▶ [Named-object pointing records]:
------------------------
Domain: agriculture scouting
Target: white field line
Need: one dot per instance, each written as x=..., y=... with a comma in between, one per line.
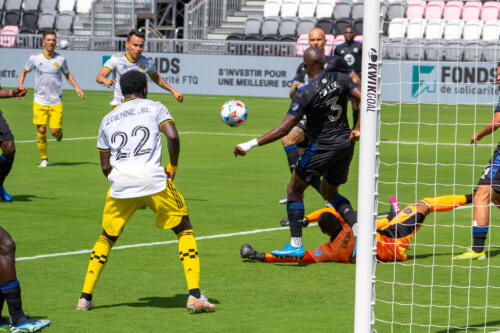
x=123, y=247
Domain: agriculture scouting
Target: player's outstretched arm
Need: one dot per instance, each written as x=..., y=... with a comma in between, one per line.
x=276, y=133
x=174, y=147
x=162, y=83
x=489, y=128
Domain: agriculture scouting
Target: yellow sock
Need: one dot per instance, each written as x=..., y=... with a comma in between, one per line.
x=446, y=202
x=41, y=142
x=98, y=258
x=188, y=253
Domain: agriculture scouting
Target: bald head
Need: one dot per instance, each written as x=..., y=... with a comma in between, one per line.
x=317, y=38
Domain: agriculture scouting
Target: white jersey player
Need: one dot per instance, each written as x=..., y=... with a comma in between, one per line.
x=47, y=106
x=132, y=59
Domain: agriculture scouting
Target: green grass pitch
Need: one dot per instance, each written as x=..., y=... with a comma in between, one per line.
x=142, y=289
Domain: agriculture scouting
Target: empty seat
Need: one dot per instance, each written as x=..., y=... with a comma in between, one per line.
x=325, y=8
x=452, y=10
x=472, y=30
x=453, y=29
x=29, y=22
x=490, y=11
x=434, y=10
x=272, y=8
x=471, y=11
x=305, y=25
x=289, y=8
x=307, y=8
x=288, y=26
x=66, y=5
x=46, y=21
x=342, y=9
x=434, y=29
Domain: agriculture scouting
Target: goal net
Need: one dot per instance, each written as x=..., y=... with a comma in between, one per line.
x=437, y=88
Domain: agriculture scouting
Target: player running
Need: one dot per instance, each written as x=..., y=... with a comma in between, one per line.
x=294, y=142
x=330, y=140
x=351, y=51
x=47, y=105
x=121, y=63
x=394, y=232
x=130, y=151
x=488, y=190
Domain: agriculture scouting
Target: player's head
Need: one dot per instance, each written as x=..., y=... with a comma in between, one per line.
x=135, y=44
x=49, y=40
x=317, y=38
x=329, y=224
x=134, y=84
x=314, y=60
x=349, y=34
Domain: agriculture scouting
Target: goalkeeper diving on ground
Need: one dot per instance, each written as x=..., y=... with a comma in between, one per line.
x=394, y=232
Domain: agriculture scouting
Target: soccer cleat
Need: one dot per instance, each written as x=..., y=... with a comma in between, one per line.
x=4, y=195
x=30, y=326
x=84, y=305
x=199, y=304
x=471, y=255
x=289, y=251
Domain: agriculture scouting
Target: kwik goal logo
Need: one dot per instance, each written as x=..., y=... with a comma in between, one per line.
x=423, y=80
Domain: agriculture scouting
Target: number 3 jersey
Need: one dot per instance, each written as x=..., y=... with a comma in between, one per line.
x=324, y=101
x=131, y=132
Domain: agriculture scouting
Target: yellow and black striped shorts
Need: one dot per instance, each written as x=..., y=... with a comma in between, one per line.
x=169, y=206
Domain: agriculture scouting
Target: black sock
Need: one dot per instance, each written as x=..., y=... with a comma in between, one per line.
x=11, y=290
x=195, y=292
x=292, y=154
x=479, y=237
x=5, y=166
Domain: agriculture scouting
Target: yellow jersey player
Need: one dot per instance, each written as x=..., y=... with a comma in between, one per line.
x=47, y=105
x=121, y=63
x=130, y=150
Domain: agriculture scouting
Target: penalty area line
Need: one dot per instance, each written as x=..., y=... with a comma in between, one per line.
x=123, y=247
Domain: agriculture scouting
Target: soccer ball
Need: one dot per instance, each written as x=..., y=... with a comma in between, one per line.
x=233, y=113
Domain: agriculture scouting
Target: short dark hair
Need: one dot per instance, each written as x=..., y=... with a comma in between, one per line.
x=133, y=82
x=135, y=32
x=48, y=32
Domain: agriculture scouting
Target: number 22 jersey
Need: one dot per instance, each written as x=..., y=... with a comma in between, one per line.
x=131, y=132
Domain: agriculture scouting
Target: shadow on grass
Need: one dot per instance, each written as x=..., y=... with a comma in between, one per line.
x=177, y=301
x=473, y=328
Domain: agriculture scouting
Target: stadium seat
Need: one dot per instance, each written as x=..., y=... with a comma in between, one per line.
x=326, y=24
x=357, y=11
x=434, y=10
x=307, y=8
x=305, y=25
x=289, y=8
x=8, y=41
x=452, y=10
x=66, y=6
x=288, y=26
x=46, y=21
x=272, y=8
x=302, y=44
x=325, y=8
x=472, y=30
x=31, y=5
x=491, y=31
x=434, y=29
x=342, y=9
x=490, y=11
x=340, y=25
x=453, y=29
x=471, y=11
x=415, y=9
x=416, y=28
x=29, y=22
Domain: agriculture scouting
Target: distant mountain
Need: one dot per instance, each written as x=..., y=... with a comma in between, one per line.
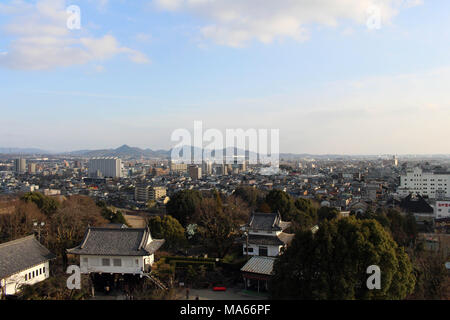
------------------------
▶ [Goal]:
Return every line of the rows above that contains the word "soccer", treating uppercase and lowercase as different.

▶ [The output]:
Target: soccer cleat
Target: soccer ball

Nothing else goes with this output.